■ SELECTED EXCERPT
- Opening Delimiter -

For an in-depth analysis of these papers, please refer to a presentation by Andrew Kaufman MD,10 in which he dissects in great detail the methods and conclusions of these seminal studies.
To review these four studies, let’s look again at Rivers’ postulates for determining whether a particular virus causes a disease.
1.The virus can be isolated from diseased hosts.
2.The virus can be cultivated in host cells.
3.Proof of filterability—the virus can be filtered from a medium that also contained bacteria.
4.The filtered virus will produce a comparable disease when the cultivated virus is used to infect experimental animals.
5.The virus can be re-isolated from the infected experimental animal.
6.A specific immune response to the virus can be detected.
None of these four studies met all six postulates. Of the four studies said to prove that a coronavirus causes this disease, not one of them satisfied the first three postulates, and none of them even addressed postulates four and five. One paper claimed to find an immune response (postulate six) by looking at antibody levels from the patient.
The first two papers are honest enough to claim only an association of coronavirus and the disease; the third paper claims that the coronavirus is “identified as the causative agent.” The fourth paper, from McMaster University, falsely claims that the coronavirus is the causative agent of the disease and that the virus “set in motion the pandemic,” with no evidence to back up these statements.
These papers never show that all the people with Covid-19 had the same set of symptoms; they never purify any virus from the sick people; they never demonstrate the absence of the virus from well people; and they never show that the transmission of purified virus could make well people become sick. This is scientific fraud of the first order.
It’s interesting to look more closely at how virologists work to “prove” something like causation by coronavirus. One example is a paper published in 2003 in Nature, titled “Koch’s Postulates Fulfilled for SARS Virus.”11 Researchers claimed that Severe Acute Respiratory Syndrome is caused by a coronavirus. The title itself is misleading, if not dishonest, because the researchers satisfied neither Koch’s nor Rivers’ postulates.

- Closing Delimiter -

■ REQUIRED WORK
**A)** According to the passage on Rivers' postulates, in what year and in which journal was the paper titled "Koch's Postulates Fulfilled for SARS Virus" published?
**B)** From the passage on Rivers' postulates, copy word for word the part from "For an in-depth" to "these seminal studies.".
**C)** Proceed with the passage on Rivers' postulates, continuing on from its last sentence.

■ DATA EXCERPTS

- Opening Delimiter -

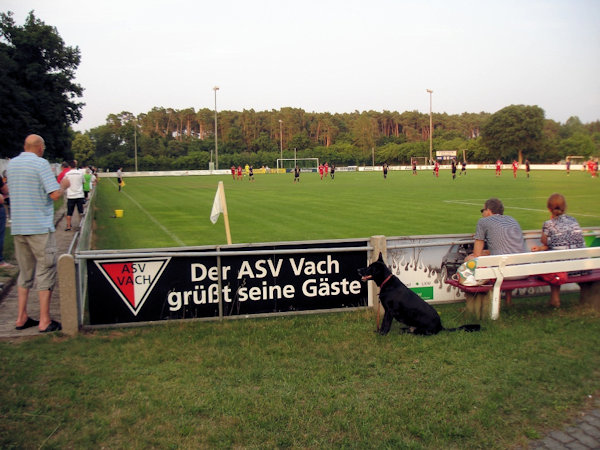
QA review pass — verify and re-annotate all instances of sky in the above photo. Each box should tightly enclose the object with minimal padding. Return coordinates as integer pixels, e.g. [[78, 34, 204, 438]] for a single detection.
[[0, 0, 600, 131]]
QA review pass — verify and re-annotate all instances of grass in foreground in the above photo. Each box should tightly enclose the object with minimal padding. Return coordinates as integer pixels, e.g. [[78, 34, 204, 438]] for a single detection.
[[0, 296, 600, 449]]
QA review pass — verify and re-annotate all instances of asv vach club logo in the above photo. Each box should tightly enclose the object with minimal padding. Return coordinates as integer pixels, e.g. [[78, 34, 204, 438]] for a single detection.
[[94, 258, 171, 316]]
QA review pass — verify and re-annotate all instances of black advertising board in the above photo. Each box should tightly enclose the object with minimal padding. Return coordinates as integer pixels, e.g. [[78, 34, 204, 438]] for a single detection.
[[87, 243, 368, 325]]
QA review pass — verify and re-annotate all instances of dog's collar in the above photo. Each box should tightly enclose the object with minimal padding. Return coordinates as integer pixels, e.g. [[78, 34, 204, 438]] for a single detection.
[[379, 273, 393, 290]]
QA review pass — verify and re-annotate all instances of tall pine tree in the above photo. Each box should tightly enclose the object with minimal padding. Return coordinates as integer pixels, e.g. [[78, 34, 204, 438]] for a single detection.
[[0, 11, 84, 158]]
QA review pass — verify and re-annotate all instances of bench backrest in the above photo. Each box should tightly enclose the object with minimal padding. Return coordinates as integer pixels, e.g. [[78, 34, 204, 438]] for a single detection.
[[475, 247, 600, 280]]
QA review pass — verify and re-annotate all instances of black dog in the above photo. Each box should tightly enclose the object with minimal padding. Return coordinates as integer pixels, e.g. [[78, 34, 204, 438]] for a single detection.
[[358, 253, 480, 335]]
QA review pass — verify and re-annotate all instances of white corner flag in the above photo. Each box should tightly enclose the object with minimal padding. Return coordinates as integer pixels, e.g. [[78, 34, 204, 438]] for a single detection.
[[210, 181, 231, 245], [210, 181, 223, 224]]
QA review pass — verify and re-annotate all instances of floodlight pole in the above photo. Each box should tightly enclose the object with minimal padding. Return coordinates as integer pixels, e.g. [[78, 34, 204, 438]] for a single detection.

- Closing Delimiter -

■ ANSWERS TO THE PROBLEMS
**A)** It was published in 2003 in Nature.

**B)**
For an in-depth analysis of these papers, please refer to a presentation by Andrew Kaufman MD,10 in which he dissects in great detail the methods and conclusions of these seminal studies.

**C)**
Here’s what they did: first they took respiratory secretions from some sick people; in other words, they took sputum from people with a cough. They centrifuged the sputum, which separates the cellular part (where presumably the virus is residing in the cells) from the liquid part. They discarded the liquid part. This is what they referred to as “purification.” Then they took this centrifuged, unpurified sediment from sick people, containing God-only-knows-what, and inoculated that into vero (monkey kidney) cells. Here we have to understand that if virologists want to get enough “virus” to use experimentally, they must grow it in a biological medium such as an animal or at least cells from an animal. Unlike bacteria, which can be grown in petri dishes, viruses are not alive, and they can “grow” only in other living cells. For convenience and because cancer cell lines are “immortal,” they generally grow their “viruses” in cancer cells; however, in this case they used kidney cells. This practice is fraught with obvious problems for proving it is the virus and not the kidney or cancer cells that are causing disease when these viruses then get injected into the test animals. Also, it is well known now that as part of their “detoxification” strategy, cells, especially cancer cells produce particles called exosomes, which are identical to “viruses.” (More on this in chapter 6.)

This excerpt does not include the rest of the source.